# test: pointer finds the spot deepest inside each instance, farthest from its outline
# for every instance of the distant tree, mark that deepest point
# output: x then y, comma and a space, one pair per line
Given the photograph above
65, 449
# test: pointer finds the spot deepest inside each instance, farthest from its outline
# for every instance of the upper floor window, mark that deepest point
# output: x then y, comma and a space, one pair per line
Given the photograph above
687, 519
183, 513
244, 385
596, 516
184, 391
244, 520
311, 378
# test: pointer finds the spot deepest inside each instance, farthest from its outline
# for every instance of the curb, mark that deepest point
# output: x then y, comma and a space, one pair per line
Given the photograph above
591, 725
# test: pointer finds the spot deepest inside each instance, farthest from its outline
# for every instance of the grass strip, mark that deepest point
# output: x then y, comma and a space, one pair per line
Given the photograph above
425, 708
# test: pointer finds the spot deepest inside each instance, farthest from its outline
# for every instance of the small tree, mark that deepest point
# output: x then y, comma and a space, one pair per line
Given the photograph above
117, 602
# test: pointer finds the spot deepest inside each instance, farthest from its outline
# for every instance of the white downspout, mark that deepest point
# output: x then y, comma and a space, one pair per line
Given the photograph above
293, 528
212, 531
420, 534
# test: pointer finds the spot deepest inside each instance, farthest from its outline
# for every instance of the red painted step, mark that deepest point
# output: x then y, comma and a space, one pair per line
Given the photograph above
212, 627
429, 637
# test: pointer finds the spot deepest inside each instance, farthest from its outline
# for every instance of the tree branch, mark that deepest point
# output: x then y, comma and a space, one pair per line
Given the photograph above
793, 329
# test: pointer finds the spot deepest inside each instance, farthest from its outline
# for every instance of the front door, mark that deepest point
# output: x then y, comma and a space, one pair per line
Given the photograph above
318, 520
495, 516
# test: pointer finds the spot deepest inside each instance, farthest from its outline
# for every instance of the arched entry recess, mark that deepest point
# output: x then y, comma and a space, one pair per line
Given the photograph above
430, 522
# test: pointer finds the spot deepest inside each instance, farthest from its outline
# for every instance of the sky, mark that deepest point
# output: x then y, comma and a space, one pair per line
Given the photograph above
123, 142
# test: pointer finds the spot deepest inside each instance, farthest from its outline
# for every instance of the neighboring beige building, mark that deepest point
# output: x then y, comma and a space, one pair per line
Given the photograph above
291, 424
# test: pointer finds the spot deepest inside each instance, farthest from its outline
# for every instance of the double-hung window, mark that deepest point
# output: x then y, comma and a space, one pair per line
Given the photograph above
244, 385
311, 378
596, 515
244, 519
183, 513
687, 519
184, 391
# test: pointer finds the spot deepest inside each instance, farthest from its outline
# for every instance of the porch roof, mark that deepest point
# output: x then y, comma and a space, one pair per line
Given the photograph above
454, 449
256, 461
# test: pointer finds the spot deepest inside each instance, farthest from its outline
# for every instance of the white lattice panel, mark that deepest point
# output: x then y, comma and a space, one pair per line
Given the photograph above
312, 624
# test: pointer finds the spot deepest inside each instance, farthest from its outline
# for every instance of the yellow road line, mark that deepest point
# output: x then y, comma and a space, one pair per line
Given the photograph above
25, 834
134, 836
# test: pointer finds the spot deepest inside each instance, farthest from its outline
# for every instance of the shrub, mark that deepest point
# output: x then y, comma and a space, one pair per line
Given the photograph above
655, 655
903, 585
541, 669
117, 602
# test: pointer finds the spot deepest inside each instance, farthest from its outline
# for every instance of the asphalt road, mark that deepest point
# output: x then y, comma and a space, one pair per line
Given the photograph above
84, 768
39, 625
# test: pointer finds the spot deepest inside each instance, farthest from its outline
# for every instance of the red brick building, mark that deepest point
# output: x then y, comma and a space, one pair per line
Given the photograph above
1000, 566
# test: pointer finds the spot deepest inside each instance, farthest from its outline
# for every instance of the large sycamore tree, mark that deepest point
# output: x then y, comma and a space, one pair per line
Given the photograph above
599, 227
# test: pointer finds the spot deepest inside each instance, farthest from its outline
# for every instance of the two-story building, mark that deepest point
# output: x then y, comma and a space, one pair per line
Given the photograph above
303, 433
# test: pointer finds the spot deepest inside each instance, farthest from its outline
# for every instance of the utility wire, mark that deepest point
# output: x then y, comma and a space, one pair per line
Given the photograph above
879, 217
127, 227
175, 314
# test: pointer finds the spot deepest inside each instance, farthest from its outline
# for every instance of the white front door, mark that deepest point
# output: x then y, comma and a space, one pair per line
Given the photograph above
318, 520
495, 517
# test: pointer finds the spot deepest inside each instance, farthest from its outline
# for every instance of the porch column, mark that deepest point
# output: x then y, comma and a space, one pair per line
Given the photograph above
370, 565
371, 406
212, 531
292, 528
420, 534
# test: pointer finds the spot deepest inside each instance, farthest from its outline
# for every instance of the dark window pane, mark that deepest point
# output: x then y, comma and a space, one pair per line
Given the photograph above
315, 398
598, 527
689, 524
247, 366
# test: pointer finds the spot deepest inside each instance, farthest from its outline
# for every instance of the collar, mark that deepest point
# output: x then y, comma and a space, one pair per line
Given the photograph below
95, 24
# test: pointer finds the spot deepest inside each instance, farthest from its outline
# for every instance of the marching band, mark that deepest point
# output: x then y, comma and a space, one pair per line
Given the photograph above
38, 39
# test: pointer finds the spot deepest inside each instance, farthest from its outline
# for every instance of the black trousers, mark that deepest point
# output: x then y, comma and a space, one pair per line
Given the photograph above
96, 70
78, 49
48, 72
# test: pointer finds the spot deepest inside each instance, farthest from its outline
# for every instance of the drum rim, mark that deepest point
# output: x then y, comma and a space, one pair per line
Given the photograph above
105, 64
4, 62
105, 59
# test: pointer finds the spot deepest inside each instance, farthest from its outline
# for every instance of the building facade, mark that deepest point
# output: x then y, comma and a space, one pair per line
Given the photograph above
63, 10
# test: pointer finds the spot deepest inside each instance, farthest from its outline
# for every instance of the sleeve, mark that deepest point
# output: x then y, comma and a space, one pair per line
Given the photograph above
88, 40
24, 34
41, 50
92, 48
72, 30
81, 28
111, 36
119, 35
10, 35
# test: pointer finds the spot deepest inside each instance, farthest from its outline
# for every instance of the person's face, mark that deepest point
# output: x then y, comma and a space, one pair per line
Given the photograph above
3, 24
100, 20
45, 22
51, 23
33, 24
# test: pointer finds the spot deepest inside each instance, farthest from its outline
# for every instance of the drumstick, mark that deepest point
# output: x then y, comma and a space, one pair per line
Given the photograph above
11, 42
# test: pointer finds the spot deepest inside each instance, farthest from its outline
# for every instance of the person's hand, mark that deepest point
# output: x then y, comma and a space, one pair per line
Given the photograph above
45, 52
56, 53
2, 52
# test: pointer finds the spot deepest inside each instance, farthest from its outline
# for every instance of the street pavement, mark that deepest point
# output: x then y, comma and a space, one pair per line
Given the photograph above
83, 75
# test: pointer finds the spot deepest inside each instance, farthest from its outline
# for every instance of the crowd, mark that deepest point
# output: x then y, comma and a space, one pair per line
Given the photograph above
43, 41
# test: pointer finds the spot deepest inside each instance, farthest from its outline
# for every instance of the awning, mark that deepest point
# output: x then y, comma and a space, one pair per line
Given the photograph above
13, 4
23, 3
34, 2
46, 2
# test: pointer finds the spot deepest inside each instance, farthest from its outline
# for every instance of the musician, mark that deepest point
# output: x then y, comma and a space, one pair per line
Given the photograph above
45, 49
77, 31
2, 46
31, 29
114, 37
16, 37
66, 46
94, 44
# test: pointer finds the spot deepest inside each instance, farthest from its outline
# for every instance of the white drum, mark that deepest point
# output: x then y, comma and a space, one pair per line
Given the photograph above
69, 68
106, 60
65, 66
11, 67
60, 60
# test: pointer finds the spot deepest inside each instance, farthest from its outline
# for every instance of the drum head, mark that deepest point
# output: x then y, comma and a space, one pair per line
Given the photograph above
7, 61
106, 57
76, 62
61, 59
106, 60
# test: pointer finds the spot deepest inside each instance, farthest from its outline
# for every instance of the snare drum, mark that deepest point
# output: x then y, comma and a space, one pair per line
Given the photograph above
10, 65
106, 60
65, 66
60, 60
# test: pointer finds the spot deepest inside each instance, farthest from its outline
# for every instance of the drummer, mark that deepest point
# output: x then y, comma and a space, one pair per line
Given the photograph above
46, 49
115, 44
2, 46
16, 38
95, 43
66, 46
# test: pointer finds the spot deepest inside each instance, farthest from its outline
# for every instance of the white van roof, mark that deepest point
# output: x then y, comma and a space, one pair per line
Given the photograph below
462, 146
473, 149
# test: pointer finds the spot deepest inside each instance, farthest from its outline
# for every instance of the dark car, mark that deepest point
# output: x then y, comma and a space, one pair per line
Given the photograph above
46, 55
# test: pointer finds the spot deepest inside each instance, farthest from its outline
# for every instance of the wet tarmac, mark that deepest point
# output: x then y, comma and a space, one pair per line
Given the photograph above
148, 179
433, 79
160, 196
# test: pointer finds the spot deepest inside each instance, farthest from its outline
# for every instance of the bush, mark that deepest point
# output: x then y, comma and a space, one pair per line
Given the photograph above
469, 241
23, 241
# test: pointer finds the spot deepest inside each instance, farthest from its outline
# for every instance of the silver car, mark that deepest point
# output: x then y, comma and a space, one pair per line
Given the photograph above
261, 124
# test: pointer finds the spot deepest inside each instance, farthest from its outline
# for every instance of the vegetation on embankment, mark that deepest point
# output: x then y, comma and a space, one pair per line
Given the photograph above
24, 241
--
▸ **Directions**
Line count for "window": give the number of lines in the data above that include it, and nothing else.

▸ **Written answer**
3